Problem set:
**A.** For each statement about the passage on dementia care below, say whether it agrees with the passage, answering yes or no with the passage's deciding words quoted exactly. (i) The passage advises touching the person only if touching makes that person comfortable. (ii) The passage says pain medications should be ruled out for a patient with dementia. (iii) The passage recommends waiting until late in the disease to discuss preferences for dementia care.
**B.** List every example the passage on dementia care below gives of comfort measures to ask the healthcare team about.

Excerpt:

────────────────────

Consideration of treatable psychiatric causes of decreased mental
function is always in order.
In dealing with
a demented person, be compassionate, patient and attentive. Never
forget that there is a person in there. Speak clearly and respectfully.
Listen to the same stories over and over. Touch the person a lot,
but only if touching makes him or her comfortable. Sing, play
music, raise the shades in the daytime, take walks or car or wheelchair
rides.
Be there. Don’t be afraid to cry. Real human contact, real
feeling, is always welcome among the chronically ill.
Ask your healthcare team for advice about comfort measures: how
to manage incontinence, mobility, and baths, for example. A shower
and a shave are sometimes the best things for morale. Do not rule
out judicious use of pain medications or mood stabilizers for
the patient who is suffering physical pain, emotional distress
or insomnia.
If you are a main caregiver, arrange for respite. Burnout will
do neither you nor your charge any good, increasing everybody’s
suffering.
Most importantly,
try to be clear on goals. When the time comes to make decisions
about what types of medical care to institute, continue or withhold,
a well-articulated set of objectives is indispensable.
Our default position
in medicine is that we are out to cure everybody. That unstated
assumption does not apply, by definition, to a person who is incurable.
It takes a conscious effort to develop alternative objectives
such as comfort, alertness, ability to walk, getting out to the
lake once more, or living to see a wedding or a grandchild return
from military service.
Try to have those
discussions of preferences for dementia care early in the course
of the disease or, even better, while the person is still healthy.

────────────────────

Recorded information:
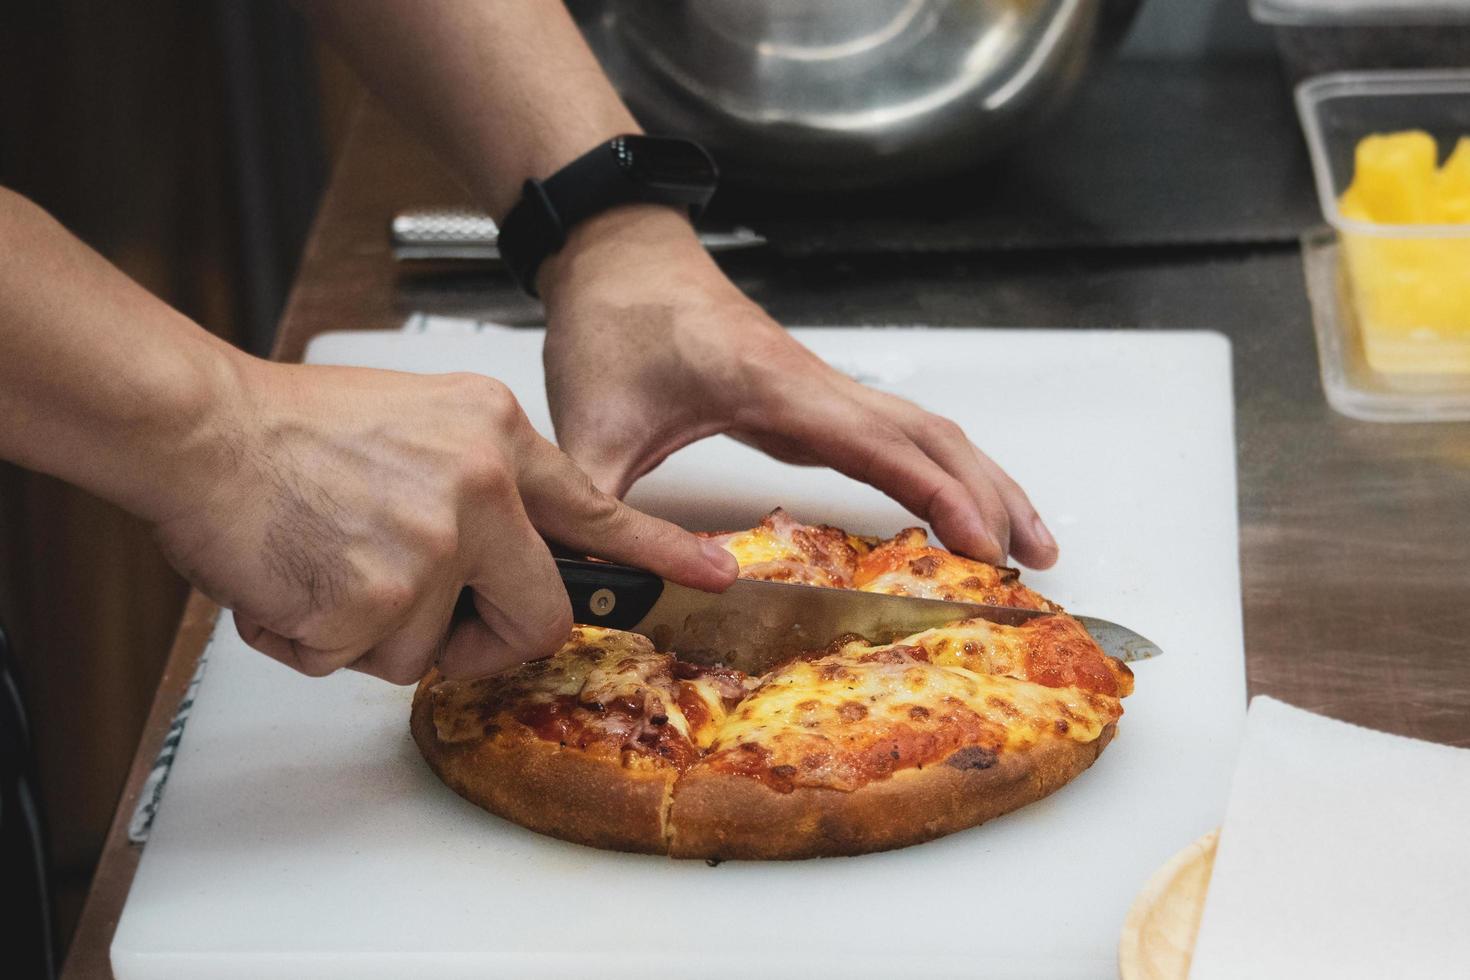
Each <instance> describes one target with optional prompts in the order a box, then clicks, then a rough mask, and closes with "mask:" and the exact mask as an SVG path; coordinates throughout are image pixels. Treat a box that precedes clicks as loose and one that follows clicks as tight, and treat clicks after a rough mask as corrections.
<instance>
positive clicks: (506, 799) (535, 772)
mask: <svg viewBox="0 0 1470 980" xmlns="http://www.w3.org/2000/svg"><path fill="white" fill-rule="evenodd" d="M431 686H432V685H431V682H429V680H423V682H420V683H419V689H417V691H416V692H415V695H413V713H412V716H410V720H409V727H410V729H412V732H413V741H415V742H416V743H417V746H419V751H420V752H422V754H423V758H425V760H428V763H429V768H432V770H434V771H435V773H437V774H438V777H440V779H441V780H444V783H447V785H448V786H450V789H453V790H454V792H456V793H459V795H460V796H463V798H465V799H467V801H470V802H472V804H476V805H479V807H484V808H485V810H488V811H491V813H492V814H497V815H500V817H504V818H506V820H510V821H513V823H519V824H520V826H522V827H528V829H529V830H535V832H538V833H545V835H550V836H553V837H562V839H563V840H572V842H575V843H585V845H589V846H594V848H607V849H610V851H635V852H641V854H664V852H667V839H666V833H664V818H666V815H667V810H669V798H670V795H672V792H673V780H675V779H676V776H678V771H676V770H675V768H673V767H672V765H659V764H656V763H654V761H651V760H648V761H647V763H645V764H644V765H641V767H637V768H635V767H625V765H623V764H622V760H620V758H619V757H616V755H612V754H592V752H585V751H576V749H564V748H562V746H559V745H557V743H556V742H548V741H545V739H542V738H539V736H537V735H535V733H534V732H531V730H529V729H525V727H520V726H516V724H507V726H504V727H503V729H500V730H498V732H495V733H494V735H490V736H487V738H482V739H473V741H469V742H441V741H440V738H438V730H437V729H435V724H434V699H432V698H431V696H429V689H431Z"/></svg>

────────────────────

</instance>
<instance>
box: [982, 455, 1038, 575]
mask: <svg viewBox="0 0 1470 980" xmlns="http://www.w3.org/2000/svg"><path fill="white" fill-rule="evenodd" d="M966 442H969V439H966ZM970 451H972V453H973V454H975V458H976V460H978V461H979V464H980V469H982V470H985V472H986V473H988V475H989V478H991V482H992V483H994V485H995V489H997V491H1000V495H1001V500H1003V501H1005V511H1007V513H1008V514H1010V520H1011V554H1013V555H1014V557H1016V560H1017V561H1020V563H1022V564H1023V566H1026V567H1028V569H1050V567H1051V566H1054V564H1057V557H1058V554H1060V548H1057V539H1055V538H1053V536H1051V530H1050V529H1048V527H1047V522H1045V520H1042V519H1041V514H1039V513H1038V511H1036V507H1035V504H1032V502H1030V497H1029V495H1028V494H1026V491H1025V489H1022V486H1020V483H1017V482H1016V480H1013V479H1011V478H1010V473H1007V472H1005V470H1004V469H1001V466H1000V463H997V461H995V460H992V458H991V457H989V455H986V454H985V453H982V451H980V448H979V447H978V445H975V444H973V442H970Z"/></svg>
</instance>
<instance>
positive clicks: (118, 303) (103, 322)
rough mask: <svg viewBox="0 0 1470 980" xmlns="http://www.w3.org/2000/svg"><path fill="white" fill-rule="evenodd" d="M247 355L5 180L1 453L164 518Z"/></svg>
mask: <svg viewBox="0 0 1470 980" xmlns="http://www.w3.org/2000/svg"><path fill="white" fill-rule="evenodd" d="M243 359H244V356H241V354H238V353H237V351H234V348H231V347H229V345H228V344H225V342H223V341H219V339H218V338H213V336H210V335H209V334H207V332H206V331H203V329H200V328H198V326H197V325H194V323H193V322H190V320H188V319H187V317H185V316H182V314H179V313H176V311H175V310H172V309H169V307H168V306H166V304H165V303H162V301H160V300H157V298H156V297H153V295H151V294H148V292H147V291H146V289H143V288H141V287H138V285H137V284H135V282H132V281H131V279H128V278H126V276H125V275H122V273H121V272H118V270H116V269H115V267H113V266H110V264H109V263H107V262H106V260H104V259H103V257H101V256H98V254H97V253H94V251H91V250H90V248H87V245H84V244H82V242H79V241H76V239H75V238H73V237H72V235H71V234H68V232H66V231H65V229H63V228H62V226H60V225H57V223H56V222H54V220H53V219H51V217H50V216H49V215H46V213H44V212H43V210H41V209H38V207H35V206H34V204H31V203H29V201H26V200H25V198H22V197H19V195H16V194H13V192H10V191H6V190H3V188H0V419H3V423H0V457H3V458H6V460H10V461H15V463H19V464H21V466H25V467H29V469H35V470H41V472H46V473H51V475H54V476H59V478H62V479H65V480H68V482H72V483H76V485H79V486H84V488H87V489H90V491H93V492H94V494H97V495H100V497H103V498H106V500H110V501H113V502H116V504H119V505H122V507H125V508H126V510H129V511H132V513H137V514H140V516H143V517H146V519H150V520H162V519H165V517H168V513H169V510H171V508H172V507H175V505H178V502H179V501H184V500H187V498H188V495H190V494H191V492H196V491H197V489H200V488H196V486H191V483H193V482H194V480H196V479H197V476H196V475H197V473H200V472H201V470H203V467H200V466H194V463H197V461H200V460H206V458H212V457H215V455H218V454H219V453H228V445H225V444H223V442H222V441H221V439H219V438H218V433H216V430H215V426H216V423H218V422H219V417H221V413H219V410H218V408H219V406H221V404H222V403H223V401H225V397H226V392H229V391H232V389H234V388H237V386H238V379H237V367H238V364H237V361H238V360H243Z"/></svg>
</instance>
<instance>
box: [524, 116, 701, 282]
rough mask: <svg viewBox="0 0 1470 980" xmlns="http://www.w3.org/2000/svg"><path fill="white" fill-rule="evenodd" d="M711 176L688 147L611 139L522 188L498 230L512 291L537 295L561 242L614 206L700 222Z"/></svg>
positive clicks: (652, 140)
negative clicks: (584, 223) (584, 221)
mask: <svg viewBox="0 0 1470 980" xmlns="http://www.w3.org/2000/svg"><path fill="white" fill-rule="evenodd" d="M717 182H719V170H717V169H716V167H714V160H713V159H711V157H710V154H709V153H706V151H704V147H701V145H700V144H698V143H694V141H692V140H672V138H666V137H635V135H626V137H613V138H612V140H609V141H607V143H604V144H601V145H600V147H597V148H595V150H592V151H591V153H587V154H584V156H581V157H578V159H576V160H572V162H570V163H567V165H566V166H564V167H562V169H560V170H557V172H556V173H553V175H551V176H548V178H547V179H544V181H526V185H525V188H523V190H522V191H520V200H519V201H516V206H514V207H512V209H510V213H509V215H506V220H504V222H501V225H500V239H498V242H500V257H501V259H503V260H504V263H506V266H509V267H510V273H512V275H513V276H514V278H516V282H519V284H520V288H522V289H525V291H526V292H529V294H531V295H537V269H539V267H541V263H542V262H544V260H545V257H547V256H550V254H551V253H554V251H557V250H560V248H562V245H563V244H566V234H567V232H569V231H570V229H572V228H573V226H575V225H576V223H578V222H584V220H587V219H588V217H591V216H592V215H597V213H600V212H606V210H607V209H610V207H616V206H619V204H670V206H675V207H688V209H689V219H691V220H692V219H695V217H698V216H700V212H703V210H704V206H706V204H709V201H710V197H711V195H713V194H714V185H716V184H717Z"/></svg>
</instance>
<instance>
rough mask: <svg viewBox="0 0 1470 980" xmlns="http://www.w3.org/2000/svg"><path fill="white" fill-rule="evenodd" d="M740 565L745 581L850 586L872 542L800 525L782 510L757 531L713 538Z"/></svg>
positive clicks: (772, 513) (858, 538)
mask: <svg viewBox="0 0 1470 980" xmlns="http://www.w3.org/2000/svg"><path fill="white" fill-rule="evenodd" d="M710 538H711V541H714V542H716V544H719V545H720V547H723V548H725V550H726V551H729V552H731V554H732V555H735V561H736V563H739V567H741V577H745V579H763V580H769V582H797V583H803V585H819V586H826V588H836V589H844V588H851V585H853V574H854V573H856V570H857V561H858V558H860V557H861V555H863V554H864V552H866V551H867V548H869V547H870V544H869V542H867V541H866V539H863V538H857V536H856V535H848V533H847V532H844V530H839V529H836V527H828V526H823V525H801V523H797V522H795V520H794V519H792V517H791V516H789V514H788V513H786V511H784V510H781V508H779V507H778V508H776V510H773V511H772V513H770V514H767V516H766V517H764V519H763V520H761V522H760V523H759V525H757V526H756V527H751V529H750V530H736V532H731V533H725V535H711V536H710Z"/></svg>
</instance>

────────────────────

Answers in order:
**A.**
(i) Yes: "Touch the person a lot, but only if touching makes him or her comfortable."
(ii) No: "Do not rule out judicious use of pain medications or mood stabilizers for the patient who is suffering physical pain, emotional distress or insomnia."
(iii) No: "Try to have those discussions of preferences for dementia care early in the course of the disease or, even better, while the person is still healthy."

**B.**
- incontinence
- mobility
- baths